> [What to work on]
In the passage below on the Sabbath and the Pharisaic schools, condense the paragraph that begins "For example, if it is unknown" into a short bulleted list that keeps its main facts.

A Jew could not carry a heavy load on the Sabbath. Sounds reasonable too. But then they decided that no one could wear an extra piece of clothing because that was somehow related to carrying a heavy load.

One dilemma that caused a lot of discussion was what a Jew could do if their house caught on fire on the Sabbath. The Pharisees ruled that a Jew could save only clothing, wearing one piece at a time, but it had to be taken off before going back into the burning house to save another garment. Can you imagine the spectacle that would be?

So, what the leader of the synagogue was essentially saying, “Look people, you have six days out of the week where you can be healed. Woman, you’ve been dealing with this illness for eighteen years, surely you could have waited one more day to keep the Sabbath holy.” Sounds reasonable, right?

The synagogue leader didn’t get away with his indirect criticism. Jesus immediately calls him out on his hypocrisy and the hypocrisy of all those who share his mindset about the Sabbath. They believe it is fine to unbind stable animals on the Sabbath to lead them to water, but it is a violation to unbind this human being, their sister in the faith, who has been bound by her disability for eighteen years?

Like many religious leaders of Jesus’ day and even today, the synagogue leader couldn’t see the forest for the trees. He was so focused on all the trifling rules that had been built up around the law that he lost sight of the main point. His focus on the letter of the law blinded him to the spirit of the law.

His viewpoint was not reasonable; it was cruel. It lacked compassion. The Torah is supposed to reveal to us the holiness of God, and since compassion is one of God’s traits, acts of compassion extended toward others are among the holiest we could do.

Since the time of Jesus, there have been two schools of Pharisaic thought: the School of Shammai and the School of Hillel. The main difference between the two schools is that the School of Shammai was more restrictive in its interpretation of Torah Law, and the School of Hillel was more lenient.

For example, if it is unknown whether a woman’s husband is alive or dead, Hillel ruled that the woman could remarry with even indirect evidence of the husband’s death, but Shammai ruled that witnesses must come forth with direct testimony before she was permitted to remarry. If no witnesses came forth, a woman would be forced to live a widow’s life for the rest of her life. Without a husband to support her, hers would be a very difficult life indeed.

Hillel recognized the cruelty of this. He was more concerned for the welfare of others than with strict interpretations of the law. His views were more popular and usually chosen by the Sanhedrin. But over time, the unity of these two schools began to fracture and the unity of the Jewish people along with it.

The disputes between the two schools started with only a few minor things, but ultimately, they had grown so far apart in their interpretations that it was as if two different Torahs were being taught, and the mutual respect there once was between the two schools had morphed into mutual animosity.

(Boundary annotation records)
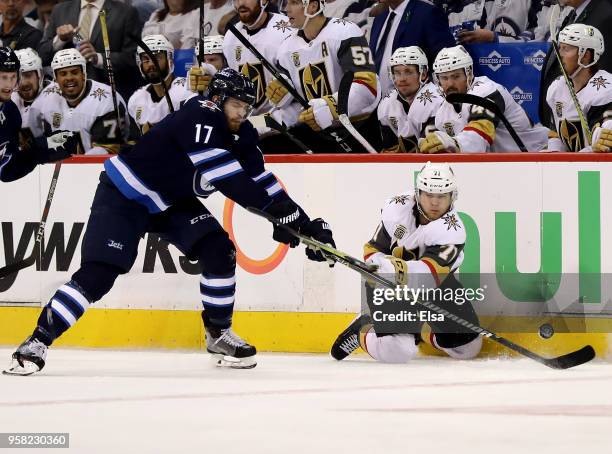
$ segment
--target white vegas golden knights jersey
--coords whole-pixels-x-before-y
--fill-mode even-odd
[[[242,22],[236,24],[236,29],[272,64],[276,62],[276,53],[280,43],[291,33],[291,27],[286,16],[268,13],[268,19],[262,28],[255,33],[249,31]],[[255,85],[257,100],[253,115],[269,112],[273,105],[267,100],[266,86],[274,78],[250,50],[238,41],[232,32],[227,32],[223,39],[223,55],[227,65],[246,75]]]
[[[123,119],[123,128],[129,121],[126,115],[125,102],[117,93],[117,102]],[[47,86],[32,104],[33,114],[43,122],[45,132],[57,130],[79,131],[85,153],[102,153],[94,147],[103,146],[108,152],[117,152],[121,143],[120,129],[113,107],[111,88],[94,80],[87,80],[85,93],[76,107],[70,107],[62,96],[57,83]]]
[[[523,108],[502,85],[486,76],[476,77],[469,94],[489,98],[502,108],[528,151],[539,151],[548,144],[548,130],[533,126]],[[436,114],[436,129],[454,136],[462,152],[517,152],[518,145],[504,124],[480,106],[463,104],[459,111],[443,102]]]
[[[312,41],[306,40],[302,30],[295,30],[280,46],[278,63],[307,100],[336,95],[342,76],[353,72],[348,112],[352,120],[366,117],[380,100],[376,69],[363,31],[344,19],[328,18]],[[296,104],[289,109],[301,111]],[[291,124],[285,117],[283,121]]]
[[[402,258],[409,262],[409,273],[431,274],[439,285],[441,275],[455,271],[463,263],[465,227],[454,207],[439,219],[419,225],[415,204],[413,192],[385,202],[381,223],[365,245],[364,256],[367,259],[382,252]]]
[[[40,97],[40,94],[38,95]],[[43,135],[42,123],[39,119],[32,115],[32,103],[27,103],[15,91],[11,94],[11,99],[19,109],[21,114],[21,131],[23,134],[30,137],[39,137]],[[36,99],[34,100],[36,101]]]
[[[597,71],[586,86],[576,93],[576,97],[591,130],[598,123],[612,119],[612,74]],[[585,148],[586,135],[562,76],[548,87],[546,102],[553,112],[557,134],[565,147],[558,151],[579,151]]]
[[[172,107],[175,111],[179,110],[183,103],[195,96],[194,93],[187,87],[187,79],[184,77],[175,78],[170,84],[168,95],[172,101]],[[153,125],[159,123],[163,118],[170,113],[168,102],[162,96],[158,98],[153,84],[140,87],[134,92],[128,101],[128,113],[132,120],[136,122],[140,131],[144,134]]]

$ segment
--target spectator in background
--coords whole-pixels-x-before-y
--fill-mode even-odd
[[[481,19],[473,29],[463,28],[456,33],[461,44],[530,41],[538,25],[542,0],[479,0],[470,9],[480,9]],[[449,15],[449,23],[451,23]],[[453,24],[451,23],[451,30]],[[477,25],[477,26],[476,26]]]
[[[49,24],[51,12],[56,4],[57,0],[36,0],[36,16],[38,19],[34,26],[43,33]]]
[[[0,45],[11,49],[37,48],[42,38],[40,30],[23,18],[23,0],[0,0]]]
[[[108,83],[102,54],[104,43],[98,15],[104,7],[110,41],[111,62],[117,90],[129,97],[142,84],[134,53],[140,34],[136,10],[116,0],[69,0],[53,8],[51,20],[38,48],[43,65],[49,66],[55,52],[78,46],[87,61],[87,74],[92,80]]]
[[[381,0],[389,11],[374,19],[370,48],[380,77],[383,96],[393,89],[386,64],[398,47],[419,46],[429,61],[455,40],[448,29],[444,12],[421,0]]]
[[[569,24],[580,23],[597,28],[604,38],[607,49],[612,49],[612,1],[611,0],[559,0],[561,6],[573,10],[566,16],[560,30]],[[606,52],[597,62],[600,69],[612,72],[612,52]],[[552,48],[546,54],[540,78],[539,116],[542,124],[555,129],[552,111],[546,103],[546,91],[553,81],[561,75],[559,63]]]
[[[195,46],[199,36],[198,0],[164,0],[142,28],[142,36],[164,35],[175,49]]]
[[[218,35],[220,33],[219,21],[232,11],[234,11],[234,5],[230,0],[210,0],[204,3],[204,35]]]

> [Exercise output]
- Case: it is unknown whether a woman's husband is alive or dead.
- Hillel: she could remarry with even indirect evidence of his death.
- Shammai: witnesses had to give direct testimony before she could remarry.
- Without such witnesses, she had to live as a widow for the rest of her life, and without a husband's support that life would be very difficult.